- **Exercise requirements**
Retype the part of the article on marriage age in Vietnam between "In Vietnam, millennials" and "6.4% in 2009.", inclusive.

The world’s leading publication for data science, AI, and ML professionals.

Early Marriage in Vietnam from a Socio-Geographic Perspective

This analysis is a part of my work for the IBM Data Science Capstone.

This analysis is a part of my work for the IBM Data Science Capstone.

Photo by Hisu lee on Unsplash
Photo by Hisu lee on Unsplash

1. Introduction

In Vietnam, millennials are putting off or postponing their marriage. The average age at the first marriage increased from 24.5 to 25.5 for the past ten years. This trend has directly accelerated its aging population, creating big concern for one of Asia’s fastest-growing economies. According to data from the Ministry of Planning and Investment, Vietnamese aged 15 to 64 account for 68% of the population. Those 65 and older, meanwhile, represent the fastest-growing segment. This age group represented 7.7% of the population in 2019, up from 6.4% in 2009.

Image by Author
Image by Author

As Vietnam officials worry about low fertility rates in some parts of the country, young people are encouraged to get married before turning 30 and having babies. There is no much information in the government’s latest announcement regarding specific strategies, policies, or guidance provided to the local authorities. Before diving into the solutions, here are two main motivations of this analysis:

  • Which factors might have driven the trend of late marriage in Vietnam?
  • Is there any statistical difference in the age to get married among geographical areas?

Addressing the first question will create a clear picture of the marriage situation in Vietnam. In contrast, the second one’s answer will support the localization at a lower level (if any) during the implementation phase.

2. Data

2.1. Data understanding and collection

Below are all the sources used in this analysis:

  • Statistics from General Statistics Office of Vietnam, including three key elements: (1) Population and Employment; (2) Education; and (3) Health, Culture, and Living Standard (May 29, 2020).
  • Employment Working Hour data collected from the Report on Labor force survey in 2018 by the General Statistics Office of Vietnam.
  • Geospatial Coordinates: polygon datasets that contain the geospatial data of provinces administration in Vietnam from the Open Development Mekong database. These JSON-format data provide input for the Vietnam map’s visualization.
  • List of Vietnam’s Administrative Division: at Provincial/City level. This information is obtained from the General Statistics Office (GSO) of Vietnam (May 29, 2020).

2.2. Data cleaning

Since all the data obtained and organized by government agencies were in a structured format, there was no major cleaning and processing. However, the collected data were not centralized and varied across different forms. For example, statistics about the Living Standards with four primary criteria were allocated in four different forms. Therefore, it was important to go through each dataset before merging them into a master dataset used for the analysis. There are some minor cleaning tasks done, including:

  • Removed the Vietnamese accents from the data for later classification
  • Changed province/city name to match Geospatial Coordinates (polygon datasets in JSON format)

- **Data listing**
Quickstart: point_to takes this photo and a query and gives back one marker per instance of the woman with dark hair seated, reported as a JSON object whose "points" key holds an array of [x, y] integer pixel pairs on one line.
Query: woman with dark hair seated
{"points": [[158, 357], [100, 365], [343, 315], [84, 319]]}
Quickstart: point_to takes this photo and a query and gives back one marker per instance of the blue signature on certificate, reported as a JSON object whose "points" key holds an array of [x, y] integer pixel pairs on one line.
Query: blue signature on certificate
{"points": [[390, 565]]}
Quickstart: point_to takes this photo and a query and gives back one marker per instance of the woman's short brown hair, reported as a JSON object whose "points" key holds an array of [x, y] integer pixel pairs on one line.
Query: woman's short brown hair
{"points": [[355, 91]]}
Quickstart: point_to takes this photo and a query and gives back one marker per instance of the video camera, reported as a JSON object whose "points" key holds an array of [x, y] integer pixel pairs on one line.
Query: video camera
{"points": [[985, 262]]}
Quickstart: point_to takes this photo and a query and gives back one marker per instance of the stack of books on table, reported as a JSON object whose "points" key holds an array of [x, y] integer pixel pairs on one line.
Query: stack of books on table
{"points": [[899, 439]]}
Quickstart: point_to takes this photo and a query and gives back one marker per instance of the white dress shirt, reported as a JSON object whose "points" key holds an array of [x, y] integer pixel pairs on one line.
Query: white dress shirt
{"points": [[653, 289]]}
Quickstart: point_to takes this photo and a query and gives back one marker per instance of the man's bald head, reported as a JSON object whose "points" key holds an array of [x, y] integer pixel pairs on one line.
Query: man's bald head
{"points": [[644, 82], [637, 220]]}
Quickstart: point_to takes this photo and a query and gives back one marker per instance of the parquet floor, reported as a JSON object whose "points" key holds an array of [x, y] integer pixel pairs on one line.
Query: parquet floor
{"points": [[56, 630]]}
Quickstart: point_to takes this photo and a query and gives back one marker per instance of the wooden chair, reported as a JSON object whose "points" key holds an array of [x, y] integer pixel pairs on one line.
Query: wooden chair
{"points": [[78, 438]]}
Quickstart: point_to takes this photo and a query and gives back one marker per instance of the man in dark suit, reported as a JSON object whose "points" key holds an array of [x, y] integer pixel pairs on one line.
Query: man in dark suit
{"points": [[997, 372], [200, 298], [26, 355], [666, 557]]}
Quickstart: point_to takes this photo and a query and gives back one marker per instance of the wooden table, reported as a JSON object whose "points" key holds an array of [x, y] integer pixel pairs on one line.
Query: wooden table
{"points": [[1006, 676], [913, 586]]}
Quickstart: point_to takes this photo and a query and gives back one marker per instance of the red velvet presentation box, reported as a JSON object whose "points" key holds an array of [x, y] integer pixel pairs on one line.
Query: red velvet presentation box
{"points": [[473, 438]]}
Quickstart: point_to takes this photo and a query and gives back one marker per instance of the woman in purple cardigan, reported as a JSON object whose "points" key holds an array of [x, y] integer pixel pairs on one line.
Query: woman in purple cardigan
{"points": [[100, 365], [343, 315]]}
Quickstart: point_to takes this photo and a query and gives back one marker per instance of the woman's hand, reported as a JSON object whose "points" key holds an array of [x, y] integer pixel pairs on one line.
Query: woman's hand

- **Solved exercise**
In Vietnam, millennials are putting off or postponing their marriage. The average age at the first marriage increased from 24.5 to 25.5 for the past ten years. This trend has directly accelerated its aging population, creating big concern for one of Asia’s fastest-growing economies. According to data from the Ministry of Planning and Investment, Vietnamese aged 15 to 64 account for 68% of the population. Those 65 and older, meanwhile, represent the fastest-growing segment. This age group represented 7.7% of the population in 2019, up from 6.4% in 2009.